[Task details] Below are records to be copied exactly; their pictures are to be omitted.
⁂
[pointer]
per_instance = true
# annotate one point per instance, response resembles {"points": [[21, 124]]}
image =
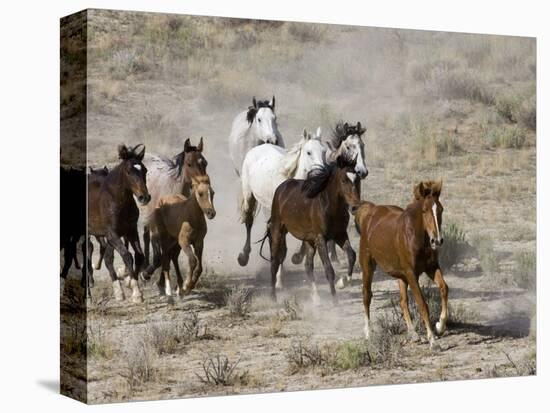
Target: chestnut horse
{"points": [[179, 224], [404, 244], [312, 210], [113, 214]]}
⁂
[Reply to the exercise]
[pointer]
per_instance = true
# annotate one point per instance, response resembles {"points": [[21, 124]]}
image =
Target: chestnut horse
{"points": [[179, 224], [404, 244], [312, 210], [113, 214]]}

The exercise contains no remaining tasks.